Task prompt -> Please locate each line in the records below that contains the word "target" and copy those lines out. Case counts.

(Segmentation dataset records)
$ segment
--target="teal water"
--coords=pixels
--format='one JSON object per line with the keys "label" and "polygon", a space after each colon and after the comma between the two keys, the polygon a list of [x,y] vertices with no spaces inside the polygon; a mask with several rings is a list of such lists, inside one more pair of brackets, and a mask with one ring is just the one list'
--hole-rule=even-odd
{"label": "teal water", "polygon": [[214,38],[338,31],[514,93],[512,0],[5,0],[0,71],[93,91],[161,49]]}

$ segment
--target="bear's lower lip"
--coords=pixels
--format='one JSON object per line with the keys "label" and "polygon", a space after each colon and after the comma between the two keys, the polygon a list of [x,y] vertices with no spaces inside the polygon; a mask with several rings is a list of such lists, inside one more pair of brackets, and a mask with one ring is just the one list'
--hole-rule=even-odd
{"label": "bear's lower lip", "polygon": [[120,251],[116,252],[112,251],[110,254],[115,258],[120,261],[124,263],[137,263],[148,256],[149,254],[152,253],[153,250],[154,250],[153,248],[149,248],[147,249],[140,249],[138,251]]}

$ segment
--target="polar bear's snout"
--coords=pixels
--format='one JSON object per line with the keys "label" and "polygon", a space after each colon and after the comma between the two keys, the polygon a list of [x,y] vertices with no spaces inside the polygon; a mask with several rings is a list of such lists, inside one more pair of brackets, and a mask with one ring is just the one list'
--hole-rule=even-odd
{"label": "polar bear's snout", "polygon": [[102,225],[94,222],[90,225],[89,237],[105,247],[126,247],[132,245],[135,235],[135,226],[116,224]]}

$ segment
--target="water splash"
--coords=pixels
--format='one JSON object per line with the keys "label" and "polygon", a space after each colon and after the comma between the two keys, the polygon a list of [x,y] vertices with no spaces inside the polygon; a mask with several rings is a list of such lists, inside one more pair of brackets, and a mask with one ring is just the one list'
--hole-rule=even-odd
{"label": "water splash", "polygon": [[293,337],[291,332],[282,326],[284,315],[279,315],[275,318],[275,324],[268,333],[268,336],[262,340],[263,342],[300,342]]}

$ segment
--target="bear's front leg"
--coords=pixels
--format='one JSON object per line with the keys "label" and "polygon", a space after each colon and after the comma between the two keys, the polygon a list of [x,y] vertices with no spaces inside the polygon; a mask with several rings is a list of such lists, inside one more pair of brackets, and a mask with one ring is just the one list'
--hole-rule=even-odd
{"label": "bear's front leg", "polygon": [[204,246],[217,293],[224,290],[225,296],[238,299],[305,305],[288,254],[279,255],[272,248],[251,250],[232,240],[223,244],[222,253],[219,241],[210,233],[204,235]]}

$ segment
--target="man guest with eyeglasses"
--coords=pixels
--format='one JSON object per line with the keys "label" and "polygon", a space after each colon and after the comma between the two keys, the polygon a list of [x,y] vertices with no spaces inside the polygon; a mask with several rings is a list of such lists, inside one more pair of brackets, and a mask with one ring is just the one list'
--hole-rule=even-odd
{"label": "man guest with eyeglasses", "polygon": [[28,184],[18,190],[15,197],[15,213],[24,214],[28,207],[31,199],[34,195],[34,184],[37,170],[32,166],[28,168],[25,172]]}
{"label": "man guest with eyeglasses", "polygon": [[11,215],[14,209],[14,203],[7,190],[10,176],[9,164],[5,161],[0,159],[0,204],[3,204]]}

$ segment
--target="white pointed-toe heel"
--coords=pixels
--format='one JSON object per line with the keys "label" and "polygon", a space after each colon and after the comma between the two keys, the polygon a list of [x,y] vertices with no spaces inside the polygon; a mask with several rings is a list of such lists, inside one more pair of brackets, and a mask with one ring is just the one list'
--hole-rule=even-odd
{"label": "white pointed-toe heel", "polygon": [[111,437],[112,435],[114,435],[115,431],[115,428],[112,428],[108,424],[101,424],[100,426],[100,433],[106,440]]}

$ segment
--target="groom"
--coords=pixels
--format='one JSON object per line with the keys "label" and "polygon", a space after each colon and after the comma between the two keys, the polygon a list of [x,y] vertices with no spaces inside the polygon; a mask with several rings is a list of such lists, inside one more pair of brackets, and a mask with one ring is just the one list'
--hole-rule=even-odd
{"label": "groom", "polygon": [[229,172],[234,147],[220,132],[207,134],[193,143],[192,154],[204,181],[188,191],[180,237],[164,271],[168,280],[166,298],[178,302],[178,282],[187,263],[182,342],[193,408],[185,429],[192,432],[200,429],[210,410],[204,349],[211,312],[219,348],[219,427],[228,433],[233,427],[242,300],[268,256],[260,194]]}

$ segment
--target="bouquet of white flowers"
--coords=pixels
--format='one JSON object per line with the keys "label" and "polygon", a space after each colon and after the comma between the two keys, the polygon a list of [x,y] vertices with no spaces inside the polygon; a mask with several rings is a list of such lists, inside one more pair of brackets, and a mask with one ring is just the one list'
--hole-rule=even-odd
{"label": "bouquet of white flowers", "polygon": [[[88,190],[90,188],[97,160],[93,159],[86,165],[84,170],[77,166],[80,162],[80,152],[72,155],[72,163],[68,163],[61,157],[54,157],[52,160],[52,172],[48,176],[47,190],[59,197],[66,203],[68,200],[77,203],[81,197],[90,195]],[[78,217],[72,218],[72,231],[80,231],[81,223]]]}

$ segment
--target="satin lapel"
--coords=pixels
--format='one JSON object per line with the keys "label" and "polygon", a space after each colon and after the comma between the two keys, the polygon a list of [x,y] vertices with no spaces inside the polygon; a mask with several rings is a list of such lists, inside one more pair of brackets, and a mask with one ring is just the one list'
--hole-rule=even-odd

Complete answer ->
--target="teal water"
--target="bear's lower lip"
--target="polar bear's snout"
--target="water splash"
--target="bear's front leg"
--target="man guest with eyeglasses"
--target="white pointed-toe heel"
--target="groom"
--target="bouquet of white flowers"
--target="satin lapel"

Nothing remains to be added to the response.